#### What is needed:
Render the lines of the listing below as a JSON list of strings, one string per line and no blank lines, starting at the line that holds "Note: in this drill the class marks the wooden" and running through the end of the listing, both ends included.

++++ Provided information

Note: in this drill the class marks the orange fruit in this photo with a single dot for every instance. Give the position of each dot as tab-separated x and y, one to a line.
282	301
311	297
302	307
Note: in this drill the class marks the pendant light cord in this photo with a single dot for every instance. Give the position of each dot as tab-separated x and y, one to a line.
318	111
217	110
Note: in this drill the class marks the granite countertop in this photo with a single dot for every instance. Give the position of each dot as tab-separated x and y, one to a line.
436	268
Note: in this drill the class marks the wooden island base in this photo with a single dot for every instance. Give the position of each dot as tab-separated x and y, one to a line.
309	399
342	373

++++++++

#### Written response:
[
  "Note: in this drill the class marks the wooden island base in this photo with a single dot for every instance. Give the position of each dot as tab-separated x and y, one to a line.",
  "309\t399",
  "342\t373"
]